--- start Dataset entries ---
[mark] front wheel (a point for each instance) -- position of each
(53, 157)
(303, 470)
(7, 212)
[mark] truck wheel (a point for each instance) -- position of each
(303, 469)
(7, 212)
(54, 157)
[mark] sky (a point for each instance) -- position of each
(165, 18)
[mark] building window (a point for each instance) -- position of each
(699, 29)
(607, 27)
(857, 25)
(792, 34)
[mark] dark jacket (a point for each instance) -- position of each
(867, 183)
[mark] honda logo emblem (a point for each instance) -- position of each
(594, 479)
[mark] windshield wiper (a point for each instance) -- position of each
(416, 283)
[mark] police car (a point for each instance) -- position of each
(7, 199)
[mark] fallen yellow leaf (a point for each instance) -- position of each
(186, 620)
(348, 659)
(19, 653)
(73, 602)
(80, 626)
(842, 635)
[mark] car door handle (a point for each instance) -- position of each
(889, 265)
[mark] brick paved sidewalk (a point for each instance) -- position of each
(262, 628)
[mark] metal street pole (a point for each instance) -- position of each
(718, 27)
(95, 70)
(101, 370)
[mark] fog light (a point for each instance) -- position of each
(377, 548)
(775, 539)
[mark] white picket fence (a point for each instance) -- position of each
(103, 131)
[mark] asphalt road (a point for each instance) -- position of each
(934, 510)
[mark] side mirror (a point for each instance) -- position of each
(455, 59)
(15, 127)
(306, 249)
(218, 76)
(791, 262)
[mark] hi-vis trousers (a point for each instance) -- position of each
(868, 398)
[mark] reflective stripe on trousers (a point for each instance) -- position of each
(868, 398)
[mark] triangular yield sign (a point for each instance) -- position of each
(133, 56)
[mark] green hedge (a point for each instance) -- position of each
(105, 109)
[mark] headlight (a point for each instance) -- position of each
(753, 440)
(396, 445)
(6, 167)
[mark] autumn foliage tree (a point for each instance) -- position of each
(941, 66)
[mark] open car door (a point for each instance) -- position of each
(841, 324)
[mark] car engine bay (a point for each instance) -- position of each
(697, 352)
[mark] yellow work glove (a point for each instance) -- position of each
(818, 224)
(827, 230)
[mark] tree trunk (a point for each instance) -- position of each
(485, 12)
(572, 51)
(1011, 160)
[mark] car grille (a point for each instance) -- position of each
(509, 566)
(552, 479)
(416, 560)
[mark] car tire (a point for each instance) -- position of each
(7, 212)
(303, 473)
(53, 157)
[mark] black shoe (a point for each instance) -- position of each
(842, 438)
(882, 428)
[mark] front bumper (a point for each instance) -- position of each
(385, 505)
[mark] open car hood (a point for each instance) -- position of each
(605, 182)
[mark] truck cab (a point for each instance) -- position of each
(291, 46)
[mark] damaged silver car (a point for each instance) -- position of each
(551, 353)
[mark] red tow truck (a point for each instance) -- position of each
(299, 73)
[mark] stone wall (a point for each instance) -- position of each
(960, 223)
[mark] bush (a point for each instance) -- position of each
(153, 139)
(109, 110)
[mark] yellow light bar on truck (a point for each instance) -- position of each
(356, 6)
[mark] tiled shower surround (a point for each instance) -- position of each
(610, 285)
--- end Dataset entries ---
* [Task instructions]:
Rewrite all of the entries above, swapping "position of each" for "location of each" wherever it occurs and keeping everything else the same.

* [Answer]:
[mark] front wheel (a point for each instance) -- location of each
(53, 157)
(303, 470)
(7, 212)
[mark] truck wheel (a point for each instance) -- location of each
(303, 469)
(7, 212)
(54, 157)
[mark] sky (a point for each instance) -- location of each
(165, 18)
[mark] building window (a point for each instance) -- location of each
(699, 29)
(607, 27)
(857, 25)
(792, 34)
[mark] dark jacket (a point for each instance) -- location of each
(867, 183)
[mark] honda logo emblem (a point for each instance) -- location of each
(594, 479)
[mark] windshield wiper (a point for each instance) -- location of each
(416, 283)
[mark] police car (a point for each instance) -- location of each
(7, 199)
[mark] fallen yellow leaf (a point for each instance) -- location of each
(186, 620)
(348, 659)
(19, 653)
(73, 602)
(80, 626)
(842, 635)
[mark] car door handle (a point for each instance) -- location of each
(889, 265)
[mark] brick paved sidewalk (a point for each instance) -- location of each
(262, 628)
[mark] metal street pole (a point for each instance) -- location of each
(718, 27)
(95, 70)
(101, 370)
[mark] fog light (a point for each instance) -- location of each
(377, 548)
(775, 539)
[mark] white picket fence (a point for each instance) -- location of each
(103, 131)
[mark] asphalt road (a point for each instance) -- location of each
(934, 510)
[mark] side mirror (a point for each instance) -- location of each
(455, 59)
(15, 127)
(306, 249)
(218, 76)
(791, 262)
[mark] hi-vis trousers (a point for each instance) -- location of each
(868, 398)
[mark] reflective stripe on trousers (a point for each instance) -- location of each
(868, 398)
[mark] triangular yield sign (a point for each instance) -- location of each
(133, 56)
[mark] green hedge (a point for each instance) -- location of each
(105, 109)
[mark] headlight (a point for each instance) -- location of each
(753, 440)
(396, 445)
(6, 167)
[mark] autumn foliage tree (a point for each instance) -- location of each
(941, 66)
[mark] open car door (a point for each instance) -- location of each
(841, 324)
[mark] car engine bay (a point for each instance) -- location of each
(697, 352)
[mark] yellow work glove (a point for each instance) -- location of each
(818, 224)
(827, 230)
[mark] tree trunk (a point for each instance) -- location of each
(485, 12)
(572, 51)
(1011, 160)
[mark] car grille (a point for each instance) -- location of each
(509, 566)
(552, 479)
(416, 560)
[mark] car tire (a point for each instance) -- location of each
(7, 212)
(303, 473)
(53, 157)
[mark] black shoe (a point for each instance) -- location of each
(842, 438)
(882, 428)
[mark] front bumper (a point for each instance) -- location of each
(385, 505)
[mark] open car hood (a point for each instance) -- location of each
(605, 182)
[mark] truck cab (a point for each instance) -- location of each
(291, 46)
[mark] damaged silver car (a point for each instance) -- location of each
(551, 353)
[mark] red tow truck (a point for each instance) -- location of each
(299, 73)
[mark] stone wall (a point for each instance) -- location of each
(960, 223)
[mark] bush (a point for each instance) -- location of each
(153, 139)
(109, 110)
[mark] yellow light bar on truck (a point for each instance) -- location of each
(356, 6)
[mark] tiled shower surround (a point for each instance) -- location of each
(610, 285)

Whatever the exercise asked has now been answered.